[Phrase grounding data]
<<<<
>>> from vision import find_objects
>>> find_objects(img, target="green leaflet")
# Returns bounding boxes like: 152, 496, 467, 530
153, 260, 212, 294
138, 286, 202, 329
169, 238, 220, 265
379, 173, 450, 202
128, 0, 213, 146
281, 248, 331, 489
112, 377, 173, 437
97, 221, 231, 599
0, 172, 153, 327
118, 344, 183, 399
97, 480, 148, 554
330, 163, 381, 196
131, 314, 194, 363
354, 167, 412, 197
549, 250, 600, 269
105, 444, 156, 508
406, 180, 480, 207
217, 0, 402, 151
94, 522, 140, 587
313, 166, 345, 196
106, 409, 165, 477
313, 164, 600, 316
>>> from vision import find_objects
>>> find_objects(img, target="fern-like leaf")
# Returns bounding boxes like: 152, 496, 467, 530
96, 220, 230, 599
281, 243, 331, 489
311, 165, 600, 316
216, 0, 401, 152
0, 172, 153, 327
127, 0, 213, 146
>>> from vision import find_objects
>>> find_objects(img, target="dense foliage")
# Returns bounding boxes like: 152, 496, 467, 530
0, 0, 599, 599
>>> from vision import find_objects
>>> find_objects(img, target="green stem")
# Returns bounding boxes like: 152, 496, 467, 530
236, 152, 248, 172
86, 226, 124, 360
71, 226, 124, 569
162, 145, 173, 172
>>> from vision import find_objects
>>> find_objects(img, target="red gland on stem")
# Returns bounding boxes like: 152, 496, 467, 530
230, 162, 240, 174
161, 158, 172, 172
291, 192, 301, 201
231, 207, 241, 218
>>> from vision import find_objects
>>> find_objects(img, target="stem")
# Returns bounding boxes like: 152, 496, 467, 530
>>>>
Your task is to copy every line of the entries that contains the string "target".

>>> find_objects(img, target="green leaflet")
>>> find_objects(img, target="fern-like leaf")
>>> find_objects(img, target="dense foliage")
>>> find_objects(img, target="green stem")
>>> find_objects(img, target="red gland on stem")
>>> find_objects(img, target="stem")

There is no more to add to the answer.